+++ Input data
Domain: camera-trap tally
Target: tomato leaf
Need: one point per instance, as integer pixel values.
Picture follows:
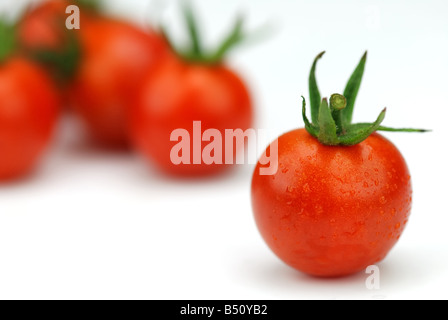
(315, 97)
(190, 19)
(327, 126)
(357, 133)
(351, 90)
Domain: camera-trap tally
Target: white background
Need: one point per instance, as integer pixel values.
(95, 225)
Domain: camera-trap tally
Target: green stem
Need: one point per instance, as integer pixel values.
(7, 40)
(337, 104)
(332, 124)
(190, 19)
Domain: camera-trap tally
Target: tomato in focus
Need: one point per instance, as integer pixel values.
(333, 211)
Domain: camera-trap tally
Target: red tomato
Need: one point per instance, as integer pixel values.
(116, 57)
(28, 113)
(42, 27)
(174, 96)
(332, 210)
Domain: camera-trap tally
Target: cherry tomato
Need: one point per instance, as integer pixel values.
(333, 211)
(28, 113)
(193, 86)
(42, 26)
(174, 96)
(116, 57)
(100, 65)
(342, 194)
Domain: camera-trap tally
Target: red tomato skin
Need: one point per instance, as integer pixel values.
(43, 26)
(332, 211)
(116, 57)
(174, 96)
(28, 113)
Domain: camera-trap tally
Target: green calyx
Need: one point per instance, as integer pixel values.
(331, 121)
(195, 51)
(7, 39)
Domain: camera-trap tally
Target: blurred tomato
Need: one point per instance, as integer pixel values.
(28, 113)
(43, 26)
(116, 57)
(101, 64)
(180, 92)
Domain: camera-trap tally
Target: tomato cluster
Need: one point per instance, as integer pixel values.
(341, 197)
(129, 86)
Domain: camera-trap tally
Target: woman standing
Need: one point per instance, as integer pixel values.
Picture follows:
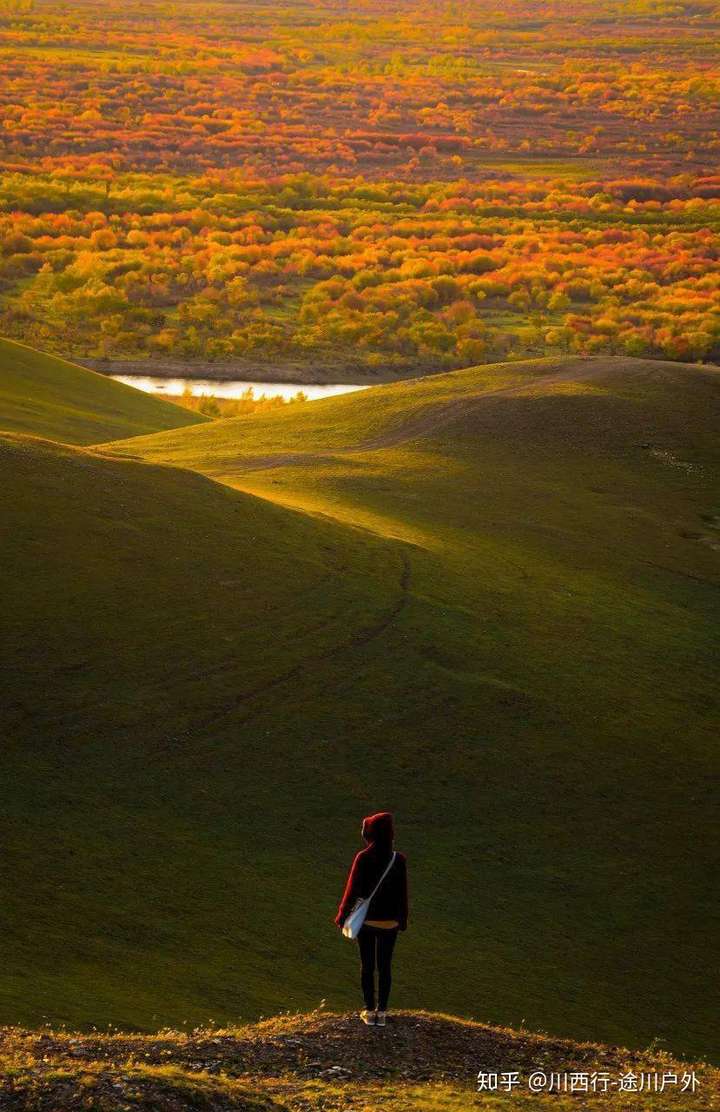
(386, 914)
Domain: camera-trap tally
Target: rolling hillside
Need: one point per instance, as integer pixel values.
(486, 601)
(42, 395)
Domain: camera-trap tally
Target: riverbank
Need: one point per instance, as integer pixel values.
(246, 369)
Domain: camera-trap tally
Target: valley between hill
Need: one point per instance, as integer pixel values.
(486, 601)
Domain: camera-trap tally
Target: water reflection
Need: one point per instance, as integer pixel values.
(199, 387)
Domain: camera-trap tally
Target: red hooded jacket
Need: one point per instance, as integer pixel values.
(391, 900)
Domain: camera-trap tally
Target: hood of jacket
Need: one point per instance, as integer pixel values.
(378, 828)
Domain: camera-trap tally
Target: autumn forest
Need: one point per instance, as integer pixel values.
(361, 186)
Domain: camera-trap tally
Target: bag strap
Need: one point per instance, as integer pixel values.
(392, 862)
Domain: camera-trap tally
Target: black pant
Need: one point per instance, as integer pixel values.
(376, 945)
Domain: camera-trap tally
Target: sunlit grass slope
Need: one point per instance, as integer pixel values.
(541, 711)
(46, 396)
(148, 807)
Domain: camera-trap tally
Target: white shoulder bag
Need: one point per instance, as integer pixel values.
(356, 917)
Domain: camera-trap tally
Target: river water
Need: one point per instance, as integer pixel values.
(174, 387)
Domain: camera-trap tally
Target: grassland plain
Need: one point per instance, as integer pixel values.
(486, 599)
(46, 396)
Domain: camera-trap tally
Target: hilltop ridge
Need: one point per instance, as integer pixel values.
(42, 395)
(501, 584)
(329, 1061)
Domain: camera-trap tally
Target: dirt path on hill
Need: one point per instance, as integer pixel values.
(360, 637)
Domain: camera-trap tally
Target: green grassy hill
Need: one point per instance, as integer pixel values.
(486, 601)
(42, 395)
(293, 1063)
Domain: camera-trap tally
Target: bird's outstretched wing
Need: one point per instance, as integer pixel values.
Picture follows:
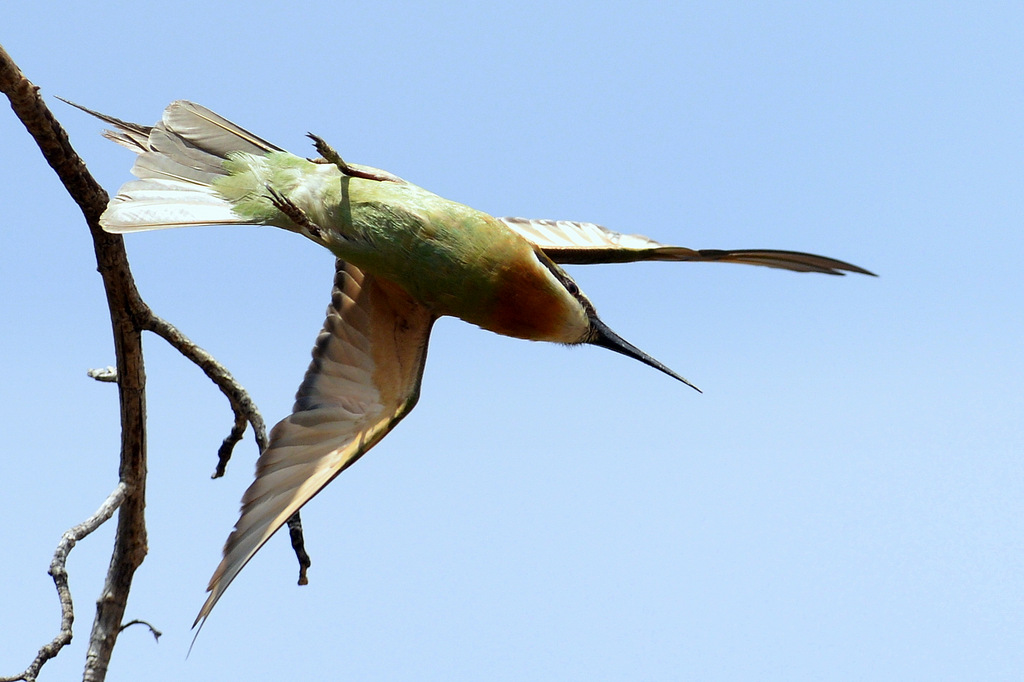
(364, 378)
(583, 243)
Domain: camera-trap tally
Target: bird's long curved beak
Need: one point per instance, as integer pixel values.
(604, 337)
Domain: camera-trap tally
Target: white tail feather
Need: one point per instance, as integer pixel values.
(179, 159)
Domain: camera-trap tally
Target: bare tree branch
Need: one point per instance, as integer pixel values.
(59, 572)
(129, 316)
(123, 300)
(241, 401)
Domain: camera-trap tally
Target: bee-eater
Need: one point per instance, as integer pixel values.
(406, 257)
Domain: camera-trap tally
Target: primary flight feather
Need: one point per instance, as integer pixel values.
(406, 257)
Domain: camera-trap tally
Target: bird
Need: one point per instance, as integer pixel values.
(404, 257)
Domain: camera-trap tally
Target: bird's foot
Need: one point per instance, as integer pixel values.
(332, 157)
(294, 213)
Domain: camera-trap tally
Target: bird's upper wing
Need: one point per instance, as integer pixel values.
(364, 378)
(581, 243)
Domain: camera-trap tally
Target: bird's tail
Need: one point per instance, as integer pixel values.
(179, 161)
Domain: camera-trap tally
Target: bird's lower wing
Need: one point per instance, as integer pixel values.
(364, 378)
(584, 243)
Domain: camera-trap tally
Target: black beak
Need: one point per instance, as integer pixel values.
(604, 337)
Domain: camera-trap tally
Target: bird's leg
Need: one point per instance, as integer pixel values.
(332, 157)
(294, 213)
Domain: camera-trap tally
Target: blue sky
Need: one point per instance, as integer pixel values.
(844, 501)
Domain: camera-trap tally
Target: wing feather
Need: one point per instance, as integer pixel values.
(584, 243)
(364, 378)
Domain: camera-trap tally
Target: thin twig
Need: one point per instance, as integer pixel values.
(238, 396)
(122, 300)
(245, 412)
(156, 633)
(59, 572)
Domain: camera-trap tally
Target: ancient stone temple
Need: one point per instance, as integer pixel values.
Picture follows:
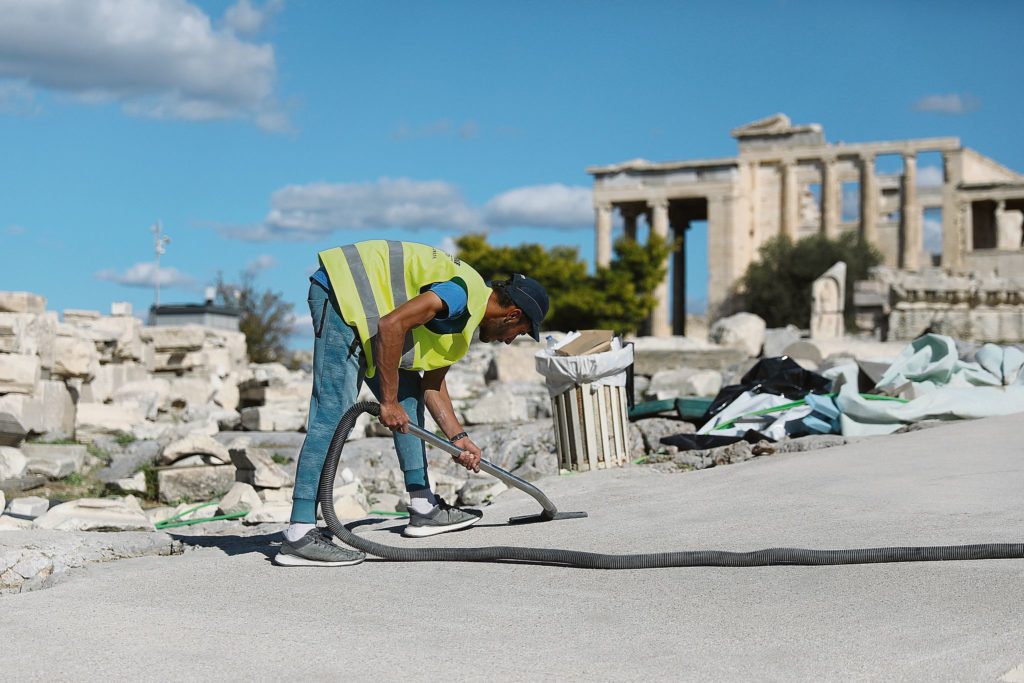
(787, 179)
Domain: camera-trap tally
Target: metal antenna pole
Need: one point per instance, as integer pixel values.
(160, 244)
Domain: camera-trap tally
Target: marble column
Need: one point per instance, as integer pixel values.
(679, 279)
(602, 248)
(911, 236)
(953, 240)
(791, 201)
(868, 200)
(829, 199)
(630, 215)
(660, 326)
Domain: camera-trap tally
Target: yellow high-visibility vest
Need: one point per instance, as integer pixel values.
(372, 279)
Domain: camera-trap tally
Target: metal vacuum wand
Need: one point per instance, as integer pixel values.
(550, 511)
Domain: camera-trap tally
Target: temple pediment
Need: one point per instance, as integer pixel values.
(777, 129)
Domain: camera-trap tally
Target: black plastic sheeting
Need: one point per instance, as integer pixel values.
(701, 441)
(779, 375)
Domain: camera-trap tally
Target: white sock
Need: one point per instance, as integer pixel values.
(297, 530)
(422, 501)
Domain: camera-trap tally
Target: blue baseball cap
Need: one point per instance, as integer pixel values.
(530, 296)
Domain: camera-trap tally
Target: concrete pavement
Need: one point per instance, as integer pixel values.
(224, 612)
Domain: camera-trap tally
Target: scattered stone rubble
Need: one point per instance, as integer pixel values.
(176, 417)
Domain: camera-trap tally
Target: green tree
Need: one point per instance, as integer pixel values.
(619, 297)
(265, 318)
(777, 287)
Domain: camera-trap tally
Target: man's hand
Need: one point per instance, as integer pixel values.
(393, 417)
(470, 456)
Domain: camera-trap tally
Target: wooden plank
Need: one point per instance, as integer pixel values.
(624, 413)
(563, 429)
(574, 425)
(606, 453)
(587, 407)
(557, 424)
(616, 426)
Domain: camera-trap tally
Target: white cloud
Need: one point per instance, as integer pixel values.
(159, 58)
(17, 97)
(313, 211)
(930, 176)
(260, 263)
(145, 274)
(247, 18)
(439, 128)
(953, 103)
(542, 206)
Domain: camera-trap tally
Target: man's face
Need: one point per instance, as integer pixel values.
(505, 329)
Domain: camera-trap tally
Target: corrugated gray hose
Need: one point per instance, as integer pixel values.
(576, 558)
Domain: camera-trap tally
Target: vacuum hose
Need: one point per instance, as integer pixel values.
(576, 558)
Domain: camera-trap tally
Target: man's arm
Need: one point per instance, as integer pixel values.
(388, 343)
(436, 397)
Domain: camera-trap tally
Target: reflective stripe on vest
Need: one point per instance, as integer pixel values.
(396, 260)
(366, 293)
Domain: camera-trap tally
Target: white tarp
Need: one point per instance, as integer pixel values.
(563, 372)
(743, 407)
(943, 387)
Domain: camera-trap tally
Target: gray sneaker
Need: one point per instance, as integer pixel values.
(442, 518)
(315, 550)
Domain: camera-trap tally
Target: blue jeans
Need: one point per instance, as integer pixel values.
(338, 372)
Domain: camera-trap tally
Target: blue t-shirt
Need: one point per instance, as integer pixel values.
(452, 293)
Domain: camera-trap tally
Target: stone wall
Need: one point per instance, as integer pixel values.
(901, 306)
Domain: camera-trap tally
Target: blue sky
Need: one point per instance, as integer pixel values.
(261, 132)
++++++
• **Written request**:
Extract every line above that contains the string "stone", treating uppercase and lowercase as distinct.

• **Exercise answer**:
Target: ancient stone temple
Target: scattered stone rubble
Target: stone wall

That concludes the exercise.